§ EXTRACTED TEXT:
• • • • • • •

DORAL, FL. Back in April 2026, inspectors visiting La Fontana d'Orazio at 10702 NW 74th Street found that the restaurant was not following parasite destruction procedures for fish, a failure that left customers exposed to Anisakis and tapeworm with no kill step between the kitchen and their plates.
That was one of six high-severity violations documented on April 2, 2026. The restaurant was not closed.
What Inspectors Found
The parasite destruction citation was not the only violation that put customers directly at risk. Inspectors also found that an employee was not reporting illness symptoms, that food was not being cooked to required minimum temperatures, and that food contact surfaces were not properly cleaned or sanitized.
The improper handwashing technique violation added a fifth direct exposure route. Even when employees attempted to wash their hands, they were doing it incorrectly, meaning pathogens remained on their hands before they touched food or surfaces.
The restaurant also lacked a consumer advisory for raw or undercooked menu items. That missing notice is not a paperwork technicality. It is the only mechanism by which elderly diners, pregnant women, and immunocompromised customers are told they face elevated risk from a dish.
On the intermediate side, inspectors cited improper sewage or wastewater disposal, multi-use utensils not properly cleaned, single-use items being reused, inadequate ventilation and lighting, and improper use of wiping cloths. That is eleven violations across the two tiers combined.

• • • • • • •

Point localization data
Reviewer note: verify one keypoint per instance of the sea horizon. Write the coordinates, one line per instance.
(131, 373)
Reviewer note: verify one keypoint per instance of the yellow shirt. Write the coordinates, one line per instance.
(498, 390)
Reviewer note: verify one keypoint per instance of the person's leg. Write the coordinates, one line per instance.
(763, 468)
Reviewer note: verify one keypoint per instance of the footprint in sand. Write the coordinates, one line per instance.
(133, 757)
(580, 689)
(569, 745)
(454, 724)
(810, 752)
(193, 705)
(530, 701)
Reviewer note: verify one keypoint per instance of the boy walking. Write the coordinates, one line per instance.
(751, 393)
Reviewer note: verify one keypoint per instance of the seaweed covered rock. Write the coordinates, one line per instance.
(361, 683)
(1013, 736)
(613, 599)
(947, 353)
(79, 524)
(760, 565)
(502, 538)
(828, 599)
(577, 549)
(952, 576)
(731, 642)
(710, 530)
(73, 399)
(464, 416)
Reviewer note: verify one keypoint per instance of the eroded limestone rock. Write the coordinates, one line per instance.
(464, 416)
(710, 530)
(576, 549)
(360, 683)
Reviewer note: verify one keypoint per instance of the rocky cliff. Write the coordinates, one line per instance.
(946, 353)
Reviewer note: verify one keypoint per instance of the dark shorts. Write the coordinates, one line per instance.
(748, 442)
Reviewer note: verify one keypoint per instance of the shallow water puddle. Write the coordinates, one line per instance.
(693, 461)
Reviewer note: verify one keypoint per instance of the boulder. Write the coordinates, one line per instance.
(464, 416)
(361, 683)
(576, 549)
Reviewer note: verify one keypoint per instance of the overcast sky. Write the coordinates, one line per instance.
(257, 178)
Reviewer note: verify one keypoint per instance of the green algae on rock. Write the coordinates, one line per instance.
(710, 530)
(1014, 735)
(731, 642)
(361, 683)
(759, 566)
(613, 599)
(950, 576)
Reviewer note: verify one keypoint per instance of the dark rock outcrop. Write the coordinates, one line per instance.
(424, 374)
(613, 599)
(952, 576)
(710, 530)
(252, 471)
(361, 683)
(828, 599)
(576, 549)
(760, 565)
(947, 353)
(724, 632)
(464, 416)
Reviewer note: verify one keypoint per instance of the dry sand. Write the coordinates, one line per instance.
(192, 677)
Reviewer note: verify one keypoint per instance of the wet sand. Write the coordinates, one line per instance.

• • • • • • •

§ TASK REQUIREMENTS:
Output the full article about the La Fontana d'Orazio inspection from above, word for word and unchanged.

§ COMPLETED EXERCISE:
DORAL, FL. Back in April 2026, inspectors visiting La Fontana d'Orazio at 10702 NW 74th Street found that the restaurant was not following parasite destruction procedures for fish, a failure that left customers exposed to Anisakis and tapeworm with no kill step between the kitchen and their plates.
That was one of six high-severity violations documented on April 2, 2026. The restaurant was not closed.
What Inspectors Found
The parasite destruction citation was not the only violation that put customers directly at risk. Inspectors also found that an employee was not reporting illness symptoms, that food was not being cooked to required minimum temperatures, and that food contact surfaces were not properly cleaned or sanitized.
The improper handwashing technique violation added a fifth direct exposure route. Even when employees attempted to wash their hands, they were doing it incorrectly, meaning pathogens remained on their hands before they touched food or surfaces.
The restaurant also lacked a consumer advisory for raw or undercooked menu items. That missing notice is not a paperwork technicality. It is the only mechanism by which elderly diners, pregnant women, and immunocompromised customers are told they face elevated risk from a dish.
On the intermediate side, inspectors cited improper sewage or wastewater disposal, multi-use utensils not properly cleaned, single-use items being reused, inadequate ventilation and lighting, and improper use of wiping cloths. That is eleven violations across the two tiers combined.